**Okuma metni**:

Bayındırlık ve İskân Bakanı
Mustafa Demir, mimar ve mühendislerin görevlerini yerine getirirken, 12 yıl önce meydana gelen 17
Ağustos 1999
Marmara Depremi'ni hiç bir zaman akıllarından çıkarmamasını istedi.
Antalya'nın
Manavgat ilçesine bağlı
Side beldesi Sueno Hotel'de 3–5
Mart 2011 tarihleri arasında sürecek Bayındırlık ve İskân Müdürleri toplantısına katılan Bakan Demir, mimar ve mühendislere uyarılarda bulundu.
Bakan Demir,
yurt genelinde gelen müdürlere yaptığı konuşmada mimar ve mühendislerin bir binaya ruhsat verirken Marmara Depremi'ni yaşanan acı ve sıkıntıları hiç bir zaman unutmamaları gerektiğini söyledi.
Resmi kayıtlara
17 Ağustos depreminde 17 bin insanın hayatını ve binlerce binanın yerle bir olduğunu belirten Demir, yıkılan binaların çoğununda ruhsatlı olduğunu kaydetti.
Demir, "Mühendislik ve mimarlık mesleği tıpkı doktorluk gibi hata götürmez mesleklerdir. Doktorun yanlış teşhisi hastanın hayatına mal olduğu gibi mimar ve mühendislerinde yeterince
kontrol yapmadan verdikleri ruhsatla aynı
apartman ve işyerinde yaşayan kişilerinin canlarını tehlikeye atabilir. Marmara Depremi'nde yıkılan çoğu binalar ruhsatlıydı. Bu ruhsatlar bir mimar ve mühendisin onayıyla değil, kurul onayıyla verilmişti. Kurum olarak plan, proje, malzeme ve bilgi teknolojisini kullanmada dünya standartlarını yakaladık. 9 yıllık iktidarımız döneminde bayındırlık ve iskân işlerinde yaptığımız işlerle Anadolu'yu bir kanaviçe gibi işledik. Bizim için insan can güvenliği birinci önceliğimizdir. Dönemimizde geçmişte ruhsat verilmiş kamu binalarına bile bugün güçlendirme çalışması yapıyoruz." diye konuştu.
Daha etkin
hizmet vermek için Bayındırlık ve İskân Bakanlığı kurum müdürlüklerine geçen yıl bin 100 mimar ve mühendis atadıklarını belirten Demir, vatandaşa, 2011'de dünya standartlarında hizmet vermek için 600 mimar ve mühendis daha atayacaklarını kaydetti.
MİMAR VE MÜHENDİSLER GÖRÜNTÜ KİRLİLİĞİNİ YOK ETMEDE İRADE GÖSTERSİN
Antalya
Valisi Dr. Ahmet Altıparmak da yaptığı konuşmada, bir şehrin
estetik dokusu ve güzelliğini mimar ve mühendislerin şekillendirdiğini belirtti.

**Verilen talimat 1**: Girdilerin başından "point(1245, 136)" ifadesini içeren satıra kadar uzanan bölümü, iki uç da dahil olmak üzere, satır satır aynen aktarın.

**Sağlanan malzeme**:
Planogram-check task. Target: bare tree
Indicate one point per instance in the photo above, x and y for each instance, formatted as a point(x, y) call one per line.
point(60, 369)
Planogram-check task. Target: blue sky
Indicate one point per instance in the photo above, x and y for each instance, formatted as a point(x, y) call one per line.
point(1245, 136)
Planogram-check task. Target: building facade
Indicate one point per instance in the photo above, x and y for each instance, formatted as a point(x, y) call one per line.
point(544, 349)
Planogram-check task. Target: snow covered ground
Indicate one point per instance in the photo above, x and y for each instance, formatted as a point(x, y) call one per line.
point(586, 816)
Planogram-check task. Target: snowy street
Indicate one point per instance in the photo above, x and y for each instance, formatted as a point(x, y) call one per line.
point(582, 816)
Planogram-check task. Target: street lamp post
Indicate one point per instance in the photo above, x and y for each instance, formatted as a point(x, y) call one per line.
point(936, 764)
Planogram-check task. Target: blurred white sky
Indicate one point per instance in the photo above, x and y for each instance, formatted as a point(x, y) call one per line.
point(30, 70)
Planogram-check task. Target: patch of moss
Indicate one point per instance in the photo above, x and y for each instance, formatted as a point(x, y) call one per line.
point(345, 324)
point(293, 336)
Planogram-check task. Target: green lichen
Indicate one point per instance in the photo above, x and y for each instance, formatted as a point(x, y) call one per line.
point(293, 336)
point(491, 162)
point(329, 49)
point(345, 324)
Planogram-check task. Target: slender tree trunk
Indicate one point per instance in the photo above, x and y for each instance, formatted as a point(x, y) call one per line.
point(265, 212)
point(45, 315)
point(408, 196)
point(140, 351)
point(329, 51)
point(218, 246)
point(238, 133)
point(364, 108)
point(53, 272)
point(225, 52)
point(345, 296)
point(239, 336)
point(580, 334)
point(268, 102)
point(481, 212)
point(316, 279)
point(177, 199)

**Verilen talimat 2**:
Okuma metnine göre aşağıdaki soruları kısaca yanıtlayın.
(a) Bayındırlık ve İskân Müdürleri toplantısı hangi tarihler arasında sürecek?
(b) Bakanlık 2011'de kaç mimar ve mühendis daha atayacak?
(c) Konuşma yapan Antalya Valisinin adı nedir?

**Görev sonucu 1**:
Planogram-check task. Target: bare tree
Indicate one point per instance in the photo above, x and y for each instance, formatted as a point(x, y) call one per line.
point(60, 369)
Planogram-check task. Target: blue sky
Indicate one point per instance in the photo above, x and y for each instance, formatted as a point(x, y) call one per line.
point(1245, 136)

**Görev sonucu 2**:
(a) 3–5 Mart 2011
(b) 600
(c) Dr. Ahmet Altıparmak